What you have to do: Return the lines below word for word, omitting the pictures.

Items listed in a dataset:
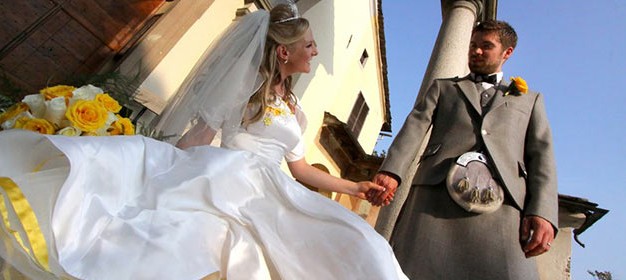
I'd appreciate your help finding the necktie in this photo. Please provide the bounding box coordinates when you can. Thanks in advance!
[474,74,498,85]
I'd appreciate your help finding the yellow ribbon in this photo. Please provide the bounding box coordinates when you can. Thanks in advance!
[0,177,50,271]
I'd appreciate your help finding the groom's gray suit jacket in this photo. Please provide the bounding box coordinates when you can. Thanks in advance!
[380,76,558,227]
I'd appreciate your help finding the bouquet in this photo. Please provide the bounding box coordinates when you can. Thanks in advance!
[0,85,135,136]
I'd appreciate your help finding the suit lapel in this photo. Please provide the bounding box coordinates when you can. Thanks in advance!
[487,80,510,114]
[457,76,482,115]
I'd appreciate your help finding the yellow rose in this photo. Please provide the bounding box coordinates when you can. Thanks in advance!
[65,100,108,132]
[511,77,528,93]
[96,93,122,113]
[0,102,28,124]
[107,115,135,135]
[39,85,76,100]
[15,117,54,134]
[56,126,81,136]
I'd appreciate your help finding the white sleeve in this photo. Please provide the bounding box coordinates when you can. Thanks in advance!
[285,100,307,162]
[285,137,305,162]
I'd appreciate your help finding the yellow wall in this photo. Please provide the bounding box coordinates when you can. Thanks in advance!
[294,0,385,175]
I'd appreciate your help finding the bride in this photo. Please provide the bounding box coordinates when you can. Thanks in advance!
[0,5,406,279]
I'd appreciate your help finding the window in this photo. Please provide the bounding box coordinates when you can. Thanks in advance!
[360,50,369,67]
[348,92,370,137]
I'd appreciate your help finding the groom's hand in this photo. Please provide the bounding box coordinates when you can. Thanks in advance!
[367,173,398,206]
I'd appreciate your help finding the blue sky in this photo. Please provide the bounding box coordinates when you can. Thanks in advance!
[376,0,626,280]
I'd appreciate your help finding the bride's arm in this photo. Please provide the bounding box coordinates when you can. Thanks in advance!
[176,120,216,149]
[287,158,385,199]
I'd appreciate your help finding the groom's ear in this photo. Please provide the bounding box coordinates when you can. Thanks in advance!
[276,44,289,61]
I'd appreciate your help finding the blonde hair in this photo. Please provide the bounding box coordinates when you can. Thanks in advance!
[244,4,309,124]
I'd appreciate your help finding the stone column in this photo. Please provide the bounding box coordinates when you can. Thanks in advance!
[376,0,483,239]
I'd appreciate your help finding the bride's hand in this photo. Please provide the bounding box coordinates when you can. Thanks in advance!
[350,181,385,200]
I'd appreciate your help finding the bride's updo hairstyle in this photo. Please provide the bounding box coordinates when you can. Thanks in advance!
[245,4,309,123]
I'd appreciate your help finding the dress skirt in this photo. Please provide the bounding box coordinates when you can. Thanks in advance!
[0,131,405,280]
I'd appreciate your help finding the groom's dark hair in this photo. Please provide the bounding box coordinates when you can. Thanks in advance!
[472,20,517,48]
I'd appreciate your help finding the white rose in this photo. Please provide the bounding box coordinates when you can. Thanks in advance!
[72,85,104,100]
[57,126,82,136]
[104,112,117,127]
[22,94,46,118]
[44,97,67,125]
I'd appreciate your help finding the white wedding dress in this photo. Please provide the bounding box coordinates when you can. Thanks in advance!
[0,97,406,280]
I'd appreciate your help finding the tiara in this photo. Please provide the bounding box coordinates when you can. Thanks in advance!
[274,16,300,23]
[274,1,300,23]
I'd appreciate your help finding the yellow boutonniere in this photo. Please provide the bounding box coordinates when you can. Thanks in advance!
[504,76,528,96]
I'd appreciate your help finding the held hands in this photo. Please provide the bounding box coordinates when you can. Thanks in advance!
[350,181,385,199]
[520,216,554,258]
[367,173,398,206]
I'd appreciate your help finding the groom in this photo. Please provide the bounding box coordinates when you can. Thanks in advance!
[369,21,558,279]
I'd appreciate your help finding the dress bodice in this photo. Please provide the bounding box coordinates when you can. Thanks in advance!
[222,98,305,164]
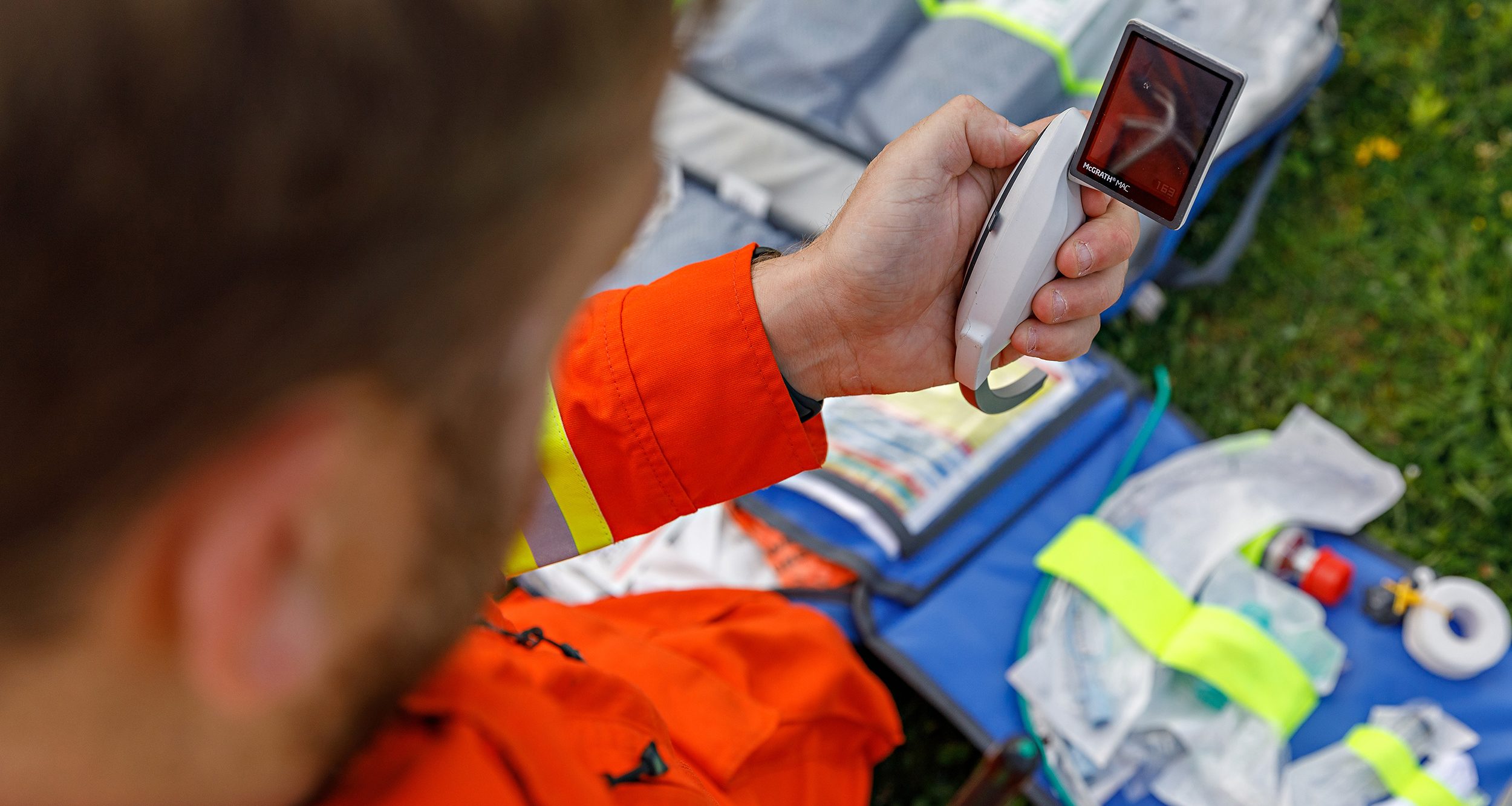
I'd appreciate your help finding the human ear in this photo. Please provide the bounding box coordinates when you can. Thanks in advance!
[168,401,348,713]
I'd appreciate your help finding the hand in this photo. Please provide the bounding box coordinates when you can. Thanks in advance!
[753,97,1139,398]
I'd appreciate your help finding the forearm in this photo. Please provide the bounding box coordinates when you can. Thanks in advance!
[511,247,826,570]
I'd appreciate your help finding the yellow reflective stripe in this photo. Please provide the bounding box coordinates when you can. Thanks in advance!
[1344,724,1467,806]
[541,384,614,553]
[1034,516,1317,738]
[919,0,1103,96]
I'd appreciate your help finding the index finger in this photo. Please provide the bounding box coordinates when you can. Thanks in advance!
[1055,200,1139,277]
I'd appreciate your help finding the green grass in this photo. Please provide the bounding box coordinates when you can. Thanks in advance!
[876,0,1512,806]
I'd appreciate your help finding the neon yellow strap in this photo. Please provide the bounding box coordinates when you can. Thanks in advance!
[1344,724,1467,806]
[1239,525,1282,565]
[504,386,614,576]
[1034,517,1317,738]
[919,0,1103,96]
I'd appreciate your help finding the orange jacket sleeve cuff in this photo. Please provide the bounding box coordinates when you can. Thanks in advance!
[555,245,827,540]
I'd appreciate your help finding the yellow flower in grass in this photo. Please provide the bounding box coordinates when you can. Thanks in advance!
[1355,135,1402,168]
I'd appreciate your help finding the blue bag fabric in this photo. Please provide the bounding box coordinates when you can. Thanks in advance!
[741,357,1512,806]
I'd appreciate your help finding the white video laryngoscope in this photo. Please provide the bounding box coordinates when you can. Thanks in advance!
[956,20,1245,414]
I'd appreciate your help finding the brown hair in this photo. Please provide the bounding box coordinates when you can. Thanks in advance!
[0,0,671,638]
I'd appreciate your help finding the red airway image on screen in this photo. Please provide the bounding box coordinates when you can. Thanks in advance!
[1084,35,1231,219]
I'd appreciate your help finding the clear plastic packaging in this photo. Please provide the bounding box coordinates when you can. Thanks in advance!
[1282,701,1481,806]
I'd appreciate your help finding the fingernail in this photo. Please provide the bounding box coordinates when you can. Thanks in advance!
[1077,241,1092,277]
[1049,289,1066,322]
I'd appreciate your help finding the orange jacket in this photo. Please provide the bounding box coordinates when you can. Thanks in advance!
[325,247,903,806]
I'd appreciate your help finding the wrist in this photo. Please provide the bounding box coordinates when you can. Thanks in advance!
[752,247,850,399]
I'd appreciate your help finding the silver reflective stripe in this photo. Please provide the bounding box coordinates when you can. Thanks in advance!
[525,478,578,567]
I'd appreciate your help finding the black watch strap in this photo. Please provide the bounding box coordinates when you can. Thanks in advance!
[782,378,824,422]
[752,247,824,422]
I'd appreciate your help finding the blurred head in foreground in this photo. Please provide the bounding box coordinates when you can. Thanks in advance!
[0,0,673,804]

Solution to this exercise:
I'd appreciate your help finding the necktie in this photo. Please provide the bounding box coordinates when you can. Thanks in advance!
[474,74,498,85]
I'd appreciate your help finding the yellow ribbon in this photo. Please provide the bounding box coordinates when you can. Thanks in advance!
[0,177,50,271]
I'd appreciate your help finding the groom's gray suit jacket in this photo. Please provide the bounding box coordinates when you can. Thanks in advance!
[380,76,558,227]
I'd appreciate your help finding the bouquet in this photo. Please provide the bounding box coordinates when you can. Thanks in advance!
[0,85,135,136]
I'd appreciate your help finding the suit lapel in this photo. Please provide the bounding box coordinates when you can. Thanks in advance!
[487,80,510,114]
[457,76,482,115]
I'd appreciate your help finding the yellow rose in this photo. Please provide the bounding box coordinates when you can. Thanks in advance!
[65,100,108,132]
[511,77,528,93]
[96,93,122,113]
[0,102,28,124]
[107,115,135,135]
[39,85,76,100]
[15,117,54,134]
[56,126,81,136]
I'd appreciate your help finding the white sleeve in this photo. Please provide the bounding box coordinates when you can. Thanks in advance!
[285,100,307,162]
[285,137,305,162]
I'd appreciate your help finding the yellow wall in this photo. Please provide the bounding box coordinates when you can. Thanks in advance!
[294,0,385,175]
I'd appreciate your help finding the bride in this photo. Please provide the bounding box coordinates when you can. Thanks in advance!
[0,5,406,279]
I'd appreciate your help finding the window in this photo. Please provide the bounding box coordinates when you can. Thanks in advance!
[360,50,369,67]
[348,92,370,137]
I'd appreciate your help finding the groom's hand in this photo. Please provide the bounding box coordinates when you can. Thanks in advance!
[367,173,398,206]
I'd appreciate your help finding the blue sky in this photo. Please provide the bounding box coordinates when you can. Thanks in advance!
[376,0,626,280]
I'd appreciate your help finding the bride's arm in this photo. Please provide the bounding box coordinates when you can. Thanks in advance!
[176,120,216,149]
[287,158,385,199]
I'd appreciate your help finding the groom's ear in this photo. Please provide the bounding box coordinates when you can. Thanks in advance!
[276,44,289,61]
I'd appreciate your help finding the blonde hair in this photo. Please provide the bounding box coordinates when you can. Thanks in advance!
[244,4,309,124]
I'd appreciate your help finding the stone column in this photo. Please provide the bounding box coordinates when you can. Thanks in advance!
[376,0,483,239]
I'd appreciate your help finding the bride's hand in this photo. Please provide the bounding box coordinates when you can. Thanks in advance!
[350,181,385,200]
I'd appreciate your help finding the bride's updo hairstyle in this photo. Please provide the bounding box coordinates when you can. Thanks in advance!
[245,4,309,123]
I'd appreciate your help finding the dress skirt in this photo. Please provide the bounding box coordinates when you can. Thanks in advance!
[0,131,405,280]
I'd appreciate your help finding the groom's dark hair in this photo. Please provide the bounding box coordinates when you can. Thanks in advance!
[472,20,517,48]
I'd appreciate your help finding the white rose in this photo. Please provide the bounding box coordinates when you can. Thanks in advance!
[72,85,104,100]
[57,126,82,136]
[104,112,117,127]
[22,94,46,118]
[44,97,67,125]
I'd appreciate your help finding the white wedding dress in this photo. Please provide the bounding box coordinates when you can. Thanks in advance!
[0,97,406,280]
I'd appreciate your help finding the tiara in this photo. Please provide the bounding box coordinates when you can. Thanks in advance!
[274,16,300,23]
[274,1,300,23]
I'd appreciate your help finding the yellow boutonniere in this photo. Please provide the bounding box coordinates when you can. Thanks in advance!
[504,76,528,96]
I'd appreciate your help finding the held hands in this photo. Please provide the bounding box coordinates when you can. Thanks in advance!
[350,181,385,199]
[520,216,554,258]
[367,173,398,206]
I'd appreciate your help finding the groom in this photo. Please provide the bounding box coordinates when you can. Thanks in advance!
[369,21,558,279]
I'd appreciate your help finding the dress bodice in this photo. Please provide the bounding box coordinates when you can. Thanks in advance!
[222,98,305,164]
I'd appreciate your help finding the human ear in this photo. Please provide the bounding box coordinates when you can. Thanks in advance!
[168,401,348,713]
I'd appreciate your help finding the hand in this photo. Please provide the bounding box coordinates when you can. Thanks in advance!
[753,97,1139,398]
I'd appreciate your help finding the forearm in this photo. Please provide the bounding box coordinates when you can. Thanks in advance!
[511,247,826,570]
I'd appreciate your help finding the yellow reflective stripe in this photo. Please provide the bounding box coordinates when you can. Thanks in advance!
[1344,724,1467,806]
[541,384,614,553]
[1034,516,1317,738]
[919,0,1103,96]
I'd appreciate your help finding the index finger in this photo. Please provide the bounding box coordinates when you can. Thanks in advance!
[1055,200,1139,277]
I'd appreciate your help finding the green grass in this photo. Please provide the bounding box coordinates when you can. Thanks in advance!
[876,0,1512,806]
I'd appreciate your help finding the neon yellow strap in this photo. Please provide the bounding box coordinates when you can. Thanks in advance!
[1344,724,1467,806]
[1239,525,1282,565]
[504,386,614,576]
[1034,517,1317,738]
[919,0,1103,96]
I'd appreciate your help finding the orange jacket sleeve cuff in this photo. Please provide the bounding box coordinates when you can. Thanks in advance!
[555,245,827,540]
I'd appreciate your help finding the yellow flower in grass in this photo. Please provide the bounding box coordinates when you can. Thanks in advance!
[1355,135,1402,168]
I'd appreciate your help finding the blue bag fabric in this photo. Please provide the bounding box coordinates when you can. Thanks in advance!
[741,357,1512,806]
I'd appreciate your help finding the white video laryngoscope in this photo. Please provide the bounding box coordinates when you can. Thanks in advance!
[956,20,1245,414]
I'd appreciate your help finding the brown hair in this photo. Please provide the bounding box coordinates when you can. Thanks in advance!
[0,0,671,638]
I'd appreciate your help finding the red airway image on screen in this photo. Please provide the bounding box coordinates when you can. Thanks in advance!
[1084,35,1231,219]
I'd appreciate your help finding the clear plastic packaging in this photo. Please provide the bounding box coordinates when you can. Thanks in advance!
[1282,701,1481,806]
I'd appreciate your help finding the fingernail in this photo. Please provide the bounding box coordinates when you can. Thanks in advance!
[1077,241,1092,277]
[1049,289,1066,322]
I'd appreciate your help finding the orange jacket in this photo. Please provide the bounding box coordinates when you can. Thanks in advance!
[325,247,903,806]
I'd appreciate your help finding the wrist in this photo. Please provide the bounding box coordinates when you can. Thanks in advance!
[752,247,850,399]
I'd appreciate your help finding the silver reflective stripe in this photo. Please provide the bounding box coordinates when you can. Thanks in advance!
[525,478,578,567]
I'd appreciate your help finding the black watch strap in this photo. Please provide the bounding box coordinates when you can. Thanks in advance!
[782,378,824,422]
[752,247,824,422]
I'd appreciate your help finding the blurred head in foreground in this photo. Please provide the bounding box coordinates when you can. Thanks in advance!
[0,0,673,804]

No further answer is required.